(Data listing)
※

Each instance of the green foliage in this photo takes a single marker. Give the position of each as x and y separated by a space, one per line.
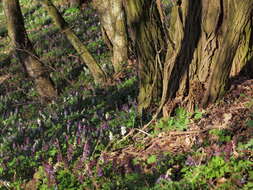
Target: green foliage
179 122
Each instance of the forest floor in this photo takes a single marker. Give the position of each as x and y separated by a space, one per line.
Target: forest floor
91 137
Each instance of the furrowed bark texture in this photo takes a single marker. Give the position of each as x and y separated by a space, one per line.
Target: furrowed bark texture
113 23
24 50
209 41
149 39
98 74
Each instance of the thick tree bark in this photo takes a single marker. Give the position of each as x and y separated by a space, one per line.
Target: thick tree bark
98 74
149 39
113 23
210 41
24 50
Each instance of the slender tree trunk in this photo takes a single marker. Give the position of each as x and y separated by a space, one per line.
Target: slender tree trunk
98 74
24 50
149 39
210 41
114 30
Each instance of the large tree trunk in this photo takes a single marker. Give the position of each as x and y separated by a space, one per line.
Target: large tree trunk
98 74
210 41
24 50
146 31
113 24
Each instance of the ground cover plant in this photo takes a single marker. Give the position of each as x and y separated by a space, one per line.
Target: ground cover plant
92 136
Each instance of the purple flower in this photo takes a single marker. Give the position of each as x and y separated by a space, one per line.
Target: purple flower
86 150
125 108
49 170
190 161
70 152
100 172
104 126
163 177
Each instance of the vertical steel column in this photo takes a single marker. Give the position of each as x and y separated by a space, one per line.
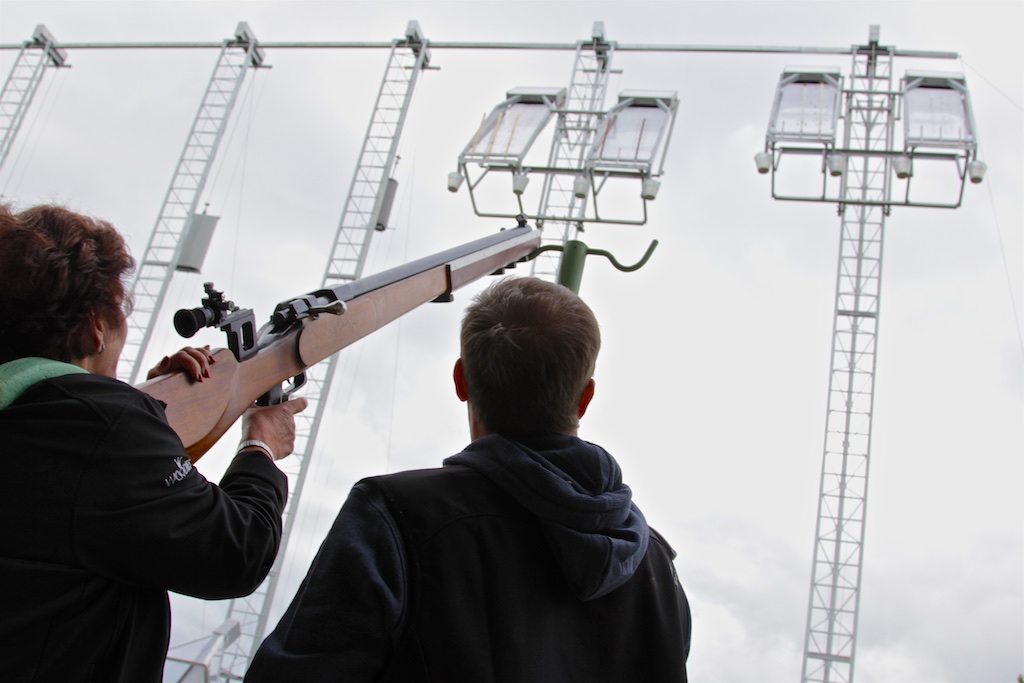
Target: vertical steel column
23 82
359 217
573 135
832 621
159 260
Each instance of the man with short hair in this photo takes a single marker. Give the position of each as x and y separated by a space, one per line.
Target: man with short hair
522 559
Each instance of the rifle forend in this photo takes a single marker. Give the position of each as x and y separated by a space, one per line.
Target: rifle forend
310 328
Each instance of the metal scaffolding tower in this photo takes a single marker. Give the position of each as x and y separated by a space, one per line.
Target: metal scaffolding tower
832 619
573 136
177 214
23 82
367 208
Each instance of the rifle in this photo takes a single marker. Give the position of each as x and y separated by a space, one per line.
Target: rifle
268 365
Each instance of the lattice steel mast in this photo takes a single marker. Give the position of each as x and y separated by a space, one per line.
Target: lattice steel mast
23 83
370 195
832 620
162 253
573 135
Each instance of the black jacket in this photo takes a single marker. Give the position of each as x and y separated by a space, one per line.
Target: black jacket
515 562
101 515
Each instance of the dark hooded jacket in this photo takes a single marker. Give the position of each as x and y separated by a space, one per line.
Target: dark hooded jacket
517 561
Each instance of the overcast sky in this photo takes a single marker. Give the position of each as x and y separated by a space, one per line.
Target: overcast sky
712 384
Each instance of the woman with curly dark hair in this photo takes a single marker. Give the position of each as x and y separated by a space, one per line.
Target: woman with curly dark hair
105 513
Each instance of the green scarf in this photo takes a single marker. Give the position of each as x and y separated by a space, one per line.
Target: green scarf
17 376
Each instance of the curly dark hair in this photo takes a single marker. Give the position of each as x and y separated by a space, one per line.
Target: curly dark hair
528 349
59 271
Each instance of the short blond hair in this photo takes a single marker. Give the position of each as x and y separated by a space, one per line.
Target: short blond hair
528 349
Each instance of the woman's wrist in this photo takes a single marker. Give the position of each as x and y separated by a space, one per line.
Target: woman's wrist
256 443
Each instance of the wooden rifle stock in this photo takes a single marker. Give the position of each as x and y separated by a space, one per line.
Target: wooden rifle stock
202 412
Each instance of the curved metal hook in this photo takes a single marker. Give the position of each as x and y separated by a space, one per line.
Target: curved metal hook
626 268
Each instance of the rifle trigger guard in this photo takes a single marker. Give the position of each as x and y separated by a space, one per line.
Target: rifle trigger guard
282 392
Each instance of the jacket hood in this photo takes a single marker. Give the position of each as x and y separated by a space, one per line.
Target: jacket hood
596 534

※

### [Problem]
Rewrite all of the material with "photo" swapped for "image" and nothing else changed. Leave the pictures out.

### [Task answer]
Each instance of the green foliage in this image takes a single marker. Give the position of each as x and y separated by a space, one per line.
Target: green foliage
179 122
Each instance of the forest floor in this image takes a single marker. Give the position of each as x and y separated by a space, one per line.
Target: forest floor
91 137
Each instance of the furrowed bark texture in this image takes a single marker. Give the position of each as x and y separated by a space, one per line.
Target: furrowed bark texture
113 23
24 50
209 41
149 39
98 74
Each instance of the thick tree bark in this image takes a single marker. Give the position of each as x and y separated by a space, one per line.
Target: thick tree bark
98 74
149 39
113 23
210 41
24 50
Each instance of the slender tree trunk in this image takes a single marker. Give the position of each as x and y separated by a space, one per line.
Target: slender tree trunk
98 74
24 50
149 39
210 41
114 30
Each instance of the large tree trunk in this image takes a single marker. Give the position of each as x and y separated by a space, one per line.
Target: large tree trunk
98 74
210 41
24 50
146 31
113 24
Each instance of the ground cover plant in this image takes a single marker. Give the position of each as x and y separated by a space, one per line.
Target: ground cover plant
92 136
Each instance of the purple flower in this image takes a single marker. Give the position of each as x and y separated by a space, one per line.
Target: purple flower
86 150
125 108
49 170
190 161
70 152
100 172
104 126
163 177
Each instance of the vertical steel column in this image takes a single marker. Give the position of each as x and y separated by a space, one per line.
Target: vertical steel column
23 82
359 217
573 135
832 621
159 260
Each instance of the man with short hair in this image takes a single marker. Give the position of each as x and y separated by a space, one per line.
Target: man with short hair
522 559
Each instance of the rifle forend in this image takes a single marker. Give the position of each as x and y separated by a space, one per line.
Target: rifle forend
310 328
Each instance of the metal scaffolding tower in this image takes a single marker. Give the position of each as x and y separated by a space, one per line.
Target: metal scaffolding tower
832 619
573 136
177 214
23 82
367 208
Each instance of the rifle in this image takes a single marker. Give the position of each as x and y separated by a space, one per line.
Target: rifle
268 365
Each instance of the lattice steel mast in this image takes a single marker. Give the position of each as x and y separated by a space, one per line.
Target: lattice steel mast
23 83
370 195
832 620
162 253
573 135
Each instance of the black jacket in this image takes a single marker. Give the position of each as x and y separated by a space, one per line.
Target: black jacket
515 562
101 515
Each instance of the dark hooded jacket in this image takes a single marker. Give the position of each as x and y separated by a space, one per line.
Target: dark hooded jacket
517 561
Each instance of the overcast sky in this image takes a single marker. Give the position of each as x and y separated by a space, one per line.
Target: overcast sky
712 384
Each instance of the woman with curly dark hair in this image takes a single marker. Give the position of each as x and y separated by a space, one per line.
Target: woman with curly dark hair
105 513
Each instance of the green scarf in this image takes a single marker. Give the position of each as x and y separated by a space, one per line.
Target: green scarf
17 376
Each instance of the curly dark hair in this image takes a single marker. Give the position of each as x and y separated by a space, one per line.
Target: curly dark hair
528 349
59 271
Each instance of the short blond hair in this image takes a single marker. Give the position of each as x and y separated by a space, one per line.
Target: short blond hair
528 349
Each instance of the woman's wrist in this image takes a single marker. Give the position of each as x and y separated by a space, one per line.
Target: woman's wrist
256 443
Each instance of the wooden rifle stock in this image takes a single marker. Give the position of each as x and y separated by a space, one per line.
Target: wooden rifle stock
202 412
Each instance of the curved metal hook in this image takes a single marker. Give the position of each as x and y separated by a space, one per line.
Target: curved metal hook
626 268
Each instance of the rifle trigger guard in this image takes a single marker. Give the position of each as x and y separated by a space, one per line.
Target: rifle trigger guard
282 392
Each instance of the jacket hood in this image takes a single marker. Give the position of each as x and y separated by a space, one per line.
Target: jacket hood
596 534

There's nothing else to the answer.